Among the records below, find the lines that hold the word "street" and report how many there are, with no other words.
+++ PROVIDED DATA +++
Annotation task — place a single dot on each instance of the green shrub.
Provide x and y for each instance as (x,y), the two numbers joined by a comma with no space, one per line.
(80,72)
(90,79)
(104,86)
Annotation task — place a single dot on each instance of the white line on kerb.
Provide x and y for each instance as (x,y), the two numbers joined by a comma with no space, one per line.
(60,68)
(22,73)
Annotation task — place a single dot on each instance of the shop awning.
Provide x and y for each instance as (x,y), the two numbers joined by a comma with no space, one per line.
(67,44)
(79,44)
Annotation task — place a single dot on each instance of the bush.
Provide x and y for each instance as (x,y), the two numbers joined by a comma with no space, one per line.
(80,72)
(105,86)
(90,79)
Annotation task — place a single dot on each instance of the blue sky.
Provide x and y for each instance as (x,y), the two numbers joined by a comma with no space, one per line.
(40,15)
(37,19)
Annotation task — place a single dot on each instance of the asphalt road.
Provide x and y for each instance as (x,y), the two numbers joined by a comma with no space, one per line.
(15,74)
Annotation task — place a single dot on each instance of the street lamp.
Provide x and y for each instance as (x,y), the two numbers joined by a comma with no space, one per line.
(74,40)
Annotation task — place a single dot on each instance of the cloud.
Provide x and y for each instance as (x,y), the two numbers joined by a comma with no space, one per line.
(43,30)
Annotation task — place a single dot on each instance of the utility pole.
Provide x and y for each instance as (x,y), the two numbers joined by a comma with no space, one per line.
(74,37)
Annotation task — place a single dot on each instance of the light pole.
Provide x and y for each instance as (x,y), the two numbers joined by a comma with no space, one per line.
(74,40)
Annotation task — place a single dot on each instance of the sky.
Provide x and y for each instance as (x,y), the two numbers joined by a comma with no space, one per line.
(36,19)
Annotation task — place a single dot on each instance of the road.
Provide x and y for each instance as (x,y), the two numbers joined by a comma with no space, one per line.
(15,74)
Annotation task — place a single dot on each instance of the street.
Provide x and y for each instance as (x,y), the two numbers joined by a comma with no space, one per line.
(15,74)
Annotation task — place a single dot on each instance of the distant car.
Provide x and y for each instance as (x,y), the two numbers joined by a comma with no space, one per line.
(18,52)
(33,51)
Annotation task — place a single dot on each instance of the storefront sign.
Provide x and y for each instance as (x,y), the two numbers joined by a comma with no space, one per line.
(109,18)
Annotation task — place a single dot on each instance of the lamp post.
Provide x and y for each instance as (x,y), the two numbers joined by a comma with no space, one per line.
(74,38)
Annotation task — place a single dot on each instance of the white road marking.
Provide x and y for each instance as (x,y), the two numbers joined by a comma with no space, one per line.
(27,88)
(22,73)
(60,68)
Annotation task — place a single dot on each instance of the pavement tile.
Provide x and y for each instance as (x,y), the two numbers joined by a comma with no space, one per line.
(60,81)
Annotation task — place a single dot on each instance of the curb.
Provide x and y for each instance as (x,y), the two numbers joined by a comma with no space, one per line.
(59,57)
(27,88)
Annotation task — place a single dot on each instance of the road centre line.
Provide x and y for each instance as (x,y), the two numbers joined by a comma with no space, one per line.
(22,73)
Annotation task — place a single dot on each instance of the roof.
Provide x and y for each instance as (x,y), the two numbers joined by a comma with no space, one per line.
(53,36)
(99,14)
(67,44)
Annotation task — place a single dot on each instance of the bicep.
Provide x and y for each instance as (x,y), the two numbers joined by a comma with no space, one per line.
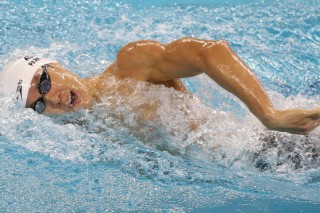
(153,61)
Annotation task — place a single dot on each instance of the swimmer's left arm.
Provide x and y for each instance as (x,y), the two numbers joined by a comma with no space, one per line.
(154,62)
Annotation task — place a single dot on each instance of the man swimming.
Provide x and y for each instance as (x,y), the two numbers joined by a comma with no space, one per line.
(46,86)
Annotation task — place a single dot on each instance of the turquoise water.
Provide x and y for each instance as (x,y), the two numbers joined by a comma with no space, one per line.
(106,160)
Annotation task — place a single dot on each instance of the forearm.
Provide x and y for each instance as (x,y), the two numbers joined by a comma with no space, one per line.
(226,68)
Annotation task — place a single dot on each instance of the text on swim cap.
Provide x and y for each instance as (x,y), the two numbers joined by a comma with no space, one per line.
(33,61)
(19,90)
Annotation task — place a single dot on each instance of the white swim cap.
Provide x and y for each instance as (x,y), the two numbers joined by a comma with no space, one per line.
(16,77)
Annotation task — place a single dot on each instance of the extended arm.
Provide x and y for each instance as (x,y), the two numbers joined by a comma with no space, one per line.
(151,61)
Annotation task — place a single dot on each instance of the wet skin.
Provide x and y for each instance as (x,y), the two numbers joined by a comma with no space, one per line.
(153,62)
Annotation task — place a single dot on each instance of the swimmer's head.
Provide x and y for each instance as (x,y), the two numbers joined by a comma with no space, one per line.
(15,78)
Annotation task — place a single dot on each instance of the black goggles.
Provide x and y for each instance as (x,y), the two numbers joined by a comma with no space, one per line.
(44,86)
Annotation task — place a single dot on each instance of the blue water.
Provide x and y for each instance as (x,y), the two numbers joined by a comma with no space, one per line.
(106,160)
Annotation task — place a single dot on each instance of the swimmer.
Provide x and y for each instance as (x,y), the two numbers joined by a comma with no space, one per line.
(45,86)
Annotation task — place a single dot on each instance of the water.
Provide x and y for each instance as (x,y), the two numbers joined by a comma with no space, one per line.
(109,160)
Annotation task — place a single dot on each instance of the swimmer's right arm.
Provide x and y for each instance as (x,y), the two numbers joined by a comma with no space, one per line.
(152,61)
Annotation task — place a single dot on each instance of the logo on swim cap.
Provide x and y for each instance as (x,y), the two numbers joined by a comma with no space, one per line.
(15,79)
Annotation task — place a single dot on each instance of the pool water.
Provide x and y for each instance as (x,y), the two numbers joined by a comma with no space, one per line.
(109,160)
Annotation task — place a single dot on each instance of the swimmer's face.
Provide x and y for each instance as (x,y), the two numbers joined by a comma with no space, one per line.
(68,92)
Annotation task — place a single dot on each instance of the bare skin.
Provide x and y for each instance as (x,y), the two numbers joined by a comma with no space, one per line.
(153,62)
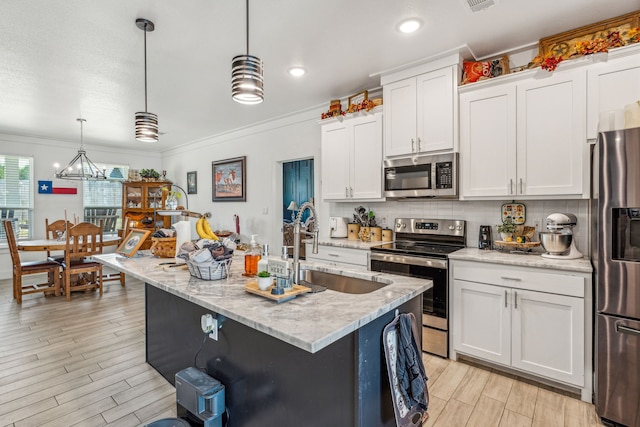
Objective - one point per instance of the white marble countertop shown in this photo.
(582, 265)
(311, 321)
(343, 242)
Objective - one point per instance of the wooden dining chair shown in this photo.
(117, 276)
(56, 230)
(20, 269)
(78, 273)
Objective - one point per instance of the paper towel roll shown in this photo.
(183, 233)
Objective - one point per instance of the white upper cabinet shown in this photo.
(525, 138)
(487, 141)
(610, 86)
(421, 110)
(351, 152)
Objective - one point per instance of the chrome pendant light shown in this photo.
(146, 122)
(81, 168)
(246, 76)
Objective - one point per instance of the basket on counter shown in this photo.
(163, 247)
(214, 270)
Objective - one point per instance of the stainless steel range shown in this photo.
(421, 249)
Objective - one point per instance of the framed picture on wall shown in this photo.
(192, 182)
(229, 180)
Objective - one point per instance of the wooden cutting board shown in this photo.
(252, 288)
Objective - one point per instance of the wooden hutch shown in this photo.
(140, 202)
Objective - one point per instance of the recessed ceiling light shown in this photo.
(409, 25)
(297, 71)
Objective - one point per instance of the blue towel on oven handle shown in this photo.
(409, 366)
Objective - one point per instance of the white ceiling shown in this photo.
(63, 59)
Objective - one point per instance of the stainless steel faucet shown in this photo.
(296, 238)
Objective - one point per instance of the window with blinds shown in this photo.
(16, 195)
(102, 200)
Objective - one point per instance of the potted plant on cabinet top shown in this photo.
(149, 174)
(506, 230)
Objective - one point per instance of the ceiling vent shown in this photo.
(473, 6)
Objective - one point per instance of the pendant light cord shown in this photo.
(81, 133)
(145, 67)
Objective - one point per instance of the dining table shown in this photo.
(58, 245)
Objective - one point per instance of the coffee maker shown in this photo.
(484, 237)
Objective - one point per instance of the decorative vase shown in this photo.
(353, 232)
(365, 234)
(171, 203)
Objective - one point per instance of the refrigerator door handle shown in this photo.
(627, 330)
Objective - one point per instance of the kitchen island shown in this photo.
(315, 360)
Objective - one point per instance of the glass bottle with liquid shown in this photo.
(251, 257)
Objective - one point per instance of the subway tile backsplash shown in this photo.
(476, 213)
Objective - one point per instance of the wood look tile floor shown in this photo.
(82, 363)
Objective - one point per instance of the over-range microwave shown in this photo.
(422, 176)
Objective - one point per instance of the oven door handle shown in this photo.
(411, 260)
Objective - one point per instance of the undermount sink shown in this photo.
(336, 282)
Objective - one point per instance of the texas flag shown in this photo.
(46, 187)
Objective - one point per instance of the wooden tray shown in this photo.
(516, 245)
(252, 288)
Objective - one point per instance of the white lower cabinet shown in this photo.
(526, 319)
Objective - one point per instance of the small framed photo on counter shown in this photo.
(132, 242)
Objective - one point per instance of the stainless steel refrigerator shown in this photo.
(616, 258)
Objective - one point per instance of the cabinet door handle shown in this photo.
(627, 330)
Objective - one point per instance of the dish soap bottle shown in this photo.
(263, 264)
(251, 258)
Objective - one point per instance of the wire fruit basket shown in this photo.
(214, 270)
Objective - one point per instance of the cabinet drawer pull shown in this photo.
(517, 279)
(627, 330)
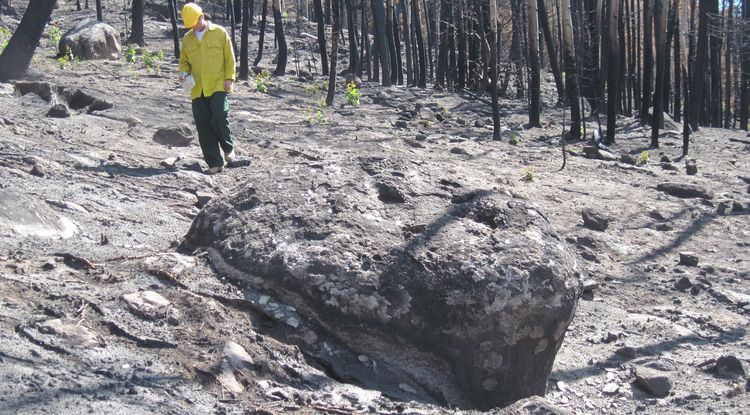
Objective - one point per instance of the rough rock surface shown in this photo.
(468, 291)
(92, 40)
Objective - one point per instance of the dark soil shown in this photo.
(70, 344)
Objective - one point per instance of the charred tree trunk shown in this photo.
(745, 77)
(16, 57)
(417, 23)
(493, 70)
(660, 23)
(534, 67)
(715, 60)
(172, 6)
(320, 19)
(544, 22)
(442, 63)
(571, 74)
(334, 52)
(614, 68)
(648, 60)
(244, 41)
(701, 63)
(136, 30)
(262, 34)
(354, 55)
(379, 18)
(408, 36)
(391, 37)
(279, 31)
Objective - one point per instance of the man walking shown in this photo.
(207, 55)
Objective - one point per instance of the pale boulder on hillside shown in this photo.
(92, 40)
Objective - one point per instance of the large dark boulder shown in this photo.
(91, 40)
(467, 291)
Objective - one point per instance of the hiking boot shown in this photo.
(214, 170)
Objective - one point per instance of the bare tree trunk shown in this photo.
(493, 71)
(279, 31)
(535, 85)
(745, 77)
(408, 36)
(571, 75)
(354, 55)
(262, 34)
(442, 63)
(701, 60)
(16, 57)
(648, 59)
(390, 36)
(728, 63)
(379, 19)
(334, 52)
(244, 41)
(172, 6)
(319, 18)
(544, 22)
(614, 67)
(660, 23)
(417, 23)
(136, 30)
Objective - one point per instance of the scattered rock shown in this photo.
(58, 111)
(70, 333)
(610, 389)
(26, 215)
(722, 208)
(627, 352)
(685, 190)
(653, 381)
(38, 170)
(91, 39)
(689, 259)
(392, 289)
(683, 284)
(204, 197)
(594, 220)
(179, 136)
(691, 167)
(590, 285)
(628, 159)
(730, 366)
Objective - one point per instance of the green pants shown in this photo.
(212, 121)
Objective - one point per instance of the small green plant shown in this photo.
(514, 138)
(352, 94)
(529, 174)
(67, 58)
(130, 54)
(643, 158)
(149, 59)
(315, 88)
(262, 81)
(54, 35)
(316, 115)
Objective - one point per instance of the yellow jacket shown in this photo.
(210, 61)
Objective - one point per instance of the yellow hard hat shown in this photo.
(190, 14)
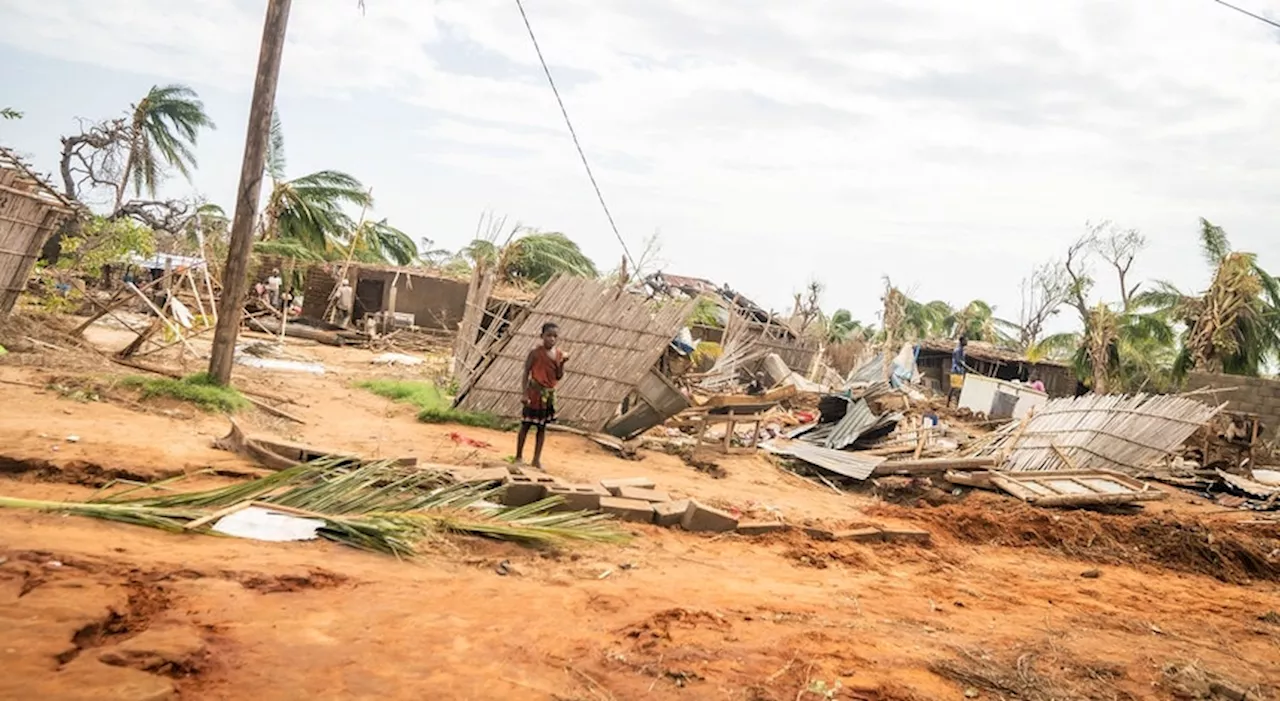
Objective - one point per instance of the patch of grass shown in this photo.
(196, 389)
(433, 406)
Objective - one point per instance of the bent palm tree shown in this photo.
(164, 129)
(841, 326)
(309, 210)
(380, 242)
(926, 320)
(1119, 351)
(535, 257)
(1234, 325)
(977, 321)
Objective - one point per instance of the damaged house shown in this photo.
(408, 296)
(935, 365)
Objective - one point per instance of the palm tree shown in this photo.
(164, 129)
(927, 320)
(305, 218)
(309, 210)
(535, 257)
(1234, 325)
(841, 326)
(1119, 351)
(379, 242)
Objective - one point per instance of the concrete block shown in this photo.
(703, 518)
(906, 535)
(577, 498)
(819, 534)
(521, 490)
(617, 482)
(671, 513)
(627, 509)
(760, 527)
(643, 494)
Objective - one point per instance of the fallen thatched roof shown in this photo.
(987, 352)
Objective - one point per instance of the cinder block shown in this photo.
(627, 509)
(671, 513)
(520, 491)
(703, 518)
(860, 535)
(760, 527)
(478, 476)
(617, 482)
(906, 535)
(643, 494)
(577, 498)
(819, 534)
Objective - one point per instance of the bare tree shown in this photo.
(1043, 292)
(92, 160)
(1119, 247)
(1077, 267)
(94, 157)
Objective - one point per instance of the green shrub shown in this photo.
(197, 389)
(433, 406)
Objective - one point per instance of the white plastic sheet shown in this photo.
(259, 523)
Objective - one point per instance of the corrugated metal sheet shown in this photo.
(840, 462)
(869, 371)
(858, 420)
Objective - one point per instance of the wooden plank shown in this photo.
(928, 466)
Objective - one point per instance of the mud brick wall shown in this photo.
(1251, 395)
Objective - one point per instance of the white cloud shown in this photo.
(949, 145)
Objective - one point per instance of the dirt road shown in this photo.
(1006, 601)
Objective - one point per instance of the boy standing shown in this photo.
(544, 367)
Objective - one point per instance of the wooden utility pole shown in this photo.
(236, 271)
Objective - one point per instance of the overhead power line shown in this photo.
(1244, 12)
(574, 133)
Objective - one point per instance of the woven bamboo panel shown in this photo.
(613, 338)
(30, 212)
(1107, 431)
(466, 347)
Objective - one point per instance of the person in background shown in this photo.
(958, 357)
(544, 367)
(346, 298)
(273, 287)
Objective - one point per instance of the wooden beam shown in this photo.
(236, 271)
(929, 466)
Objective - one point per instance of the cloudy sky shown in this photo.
(950, 146)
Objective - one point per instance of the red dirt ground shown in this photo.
(995, 608)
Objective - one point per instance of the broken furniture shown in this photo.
(658, 401)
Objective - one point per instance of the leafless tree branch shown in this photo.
(1119, 247)
(1046, 289)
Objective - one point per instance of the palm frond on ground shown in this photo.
(376, 505)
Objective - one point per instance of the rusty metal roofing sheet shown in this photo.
(841, 462)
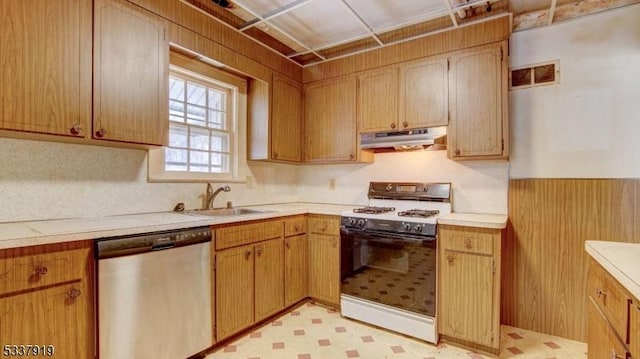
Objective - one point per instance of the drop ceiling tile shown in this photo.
(262, 7)
(320, 23)
(388, 14)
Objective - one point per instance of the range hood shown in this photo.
(409, 140)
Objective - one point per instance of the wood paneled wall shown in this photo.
(218, 41)
(544, 261)
(447, 41)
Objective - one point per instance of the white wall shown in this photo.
(47, 180)
(478, 186)
(588, 125)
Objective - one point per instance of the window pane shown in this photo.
(217, 99)
(177, 136)
(199, 139)
(196, 115)
(176, 108)
(175, 159)
(199, 161)
(220, 142)
(217, 120)
(219, 163)
(176, 89)
(196, 94)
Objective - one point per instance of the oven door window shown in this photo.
(389, 270)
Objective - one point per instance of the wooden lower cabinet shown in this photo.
(324, 268)
(296, 264)
(601, 338)
(56, 314)
(234, 290)
(634, 340)
(269, 274)
(469, 285)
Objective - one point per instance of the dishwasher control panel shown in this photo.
(145, 242)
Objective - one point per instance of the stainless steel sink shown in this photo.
(226, 211)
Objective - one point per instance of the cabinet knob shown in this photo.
(101, 132)
(75, 129)
(600, 293)
(73, 293)
(41, 270)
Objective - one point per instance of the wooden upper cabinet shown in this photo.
(286, 119)
(377, 98)
(131, 63)
(330, 120)
(45, 72)
(478, 126)
(423, 93)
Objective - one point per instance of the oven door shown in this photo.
(397, 270)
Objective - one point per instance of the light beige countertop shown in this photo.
(29, 233)
(481, 220)
(621, 260)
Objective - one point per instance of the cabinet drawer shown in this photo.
(611, 298)
(472, 240)
(295, 225)
(38, 270)
(324, 224)
(234, 235)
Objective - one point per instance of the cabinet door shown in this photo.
(634, 339)
(330, 121)
(286, 120)
(477, 99)
(466, 297)
(131, 62)
(269, 276)
(57, 316)
(45, 72)
(378, 100)
(296, 266)
(234, 290)
(423, 93)
(601, 339)
(324, 268)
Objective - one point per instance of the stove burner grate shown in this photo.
(423, 213)
(374, 210)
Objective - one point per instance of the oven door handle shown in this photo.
(386, 237)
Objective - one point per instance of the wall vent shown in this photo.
(547, 73)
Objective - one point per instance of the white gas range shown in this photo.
(388, 257)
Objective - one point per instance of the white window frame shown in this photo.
(209, 76)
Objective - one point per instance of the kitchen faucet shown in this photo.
(211, 195)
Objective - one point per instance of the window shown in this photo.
(207, 125)
(201, 126)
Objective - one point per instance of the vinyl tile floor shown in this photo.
(315, 332)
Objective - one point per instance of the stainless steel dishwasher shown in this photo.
(154, 294)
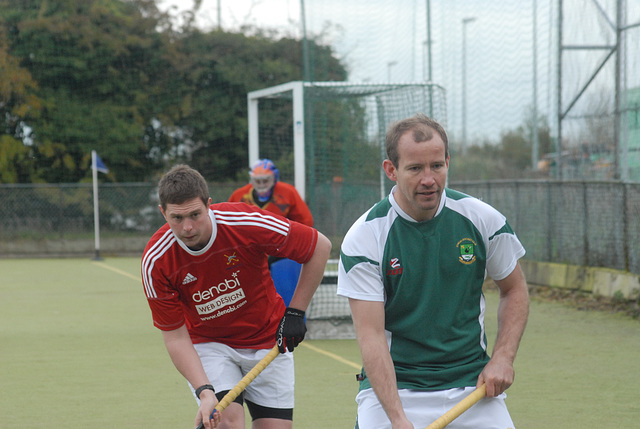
+++
*ANSWER TO THIS PROBLEM:*
2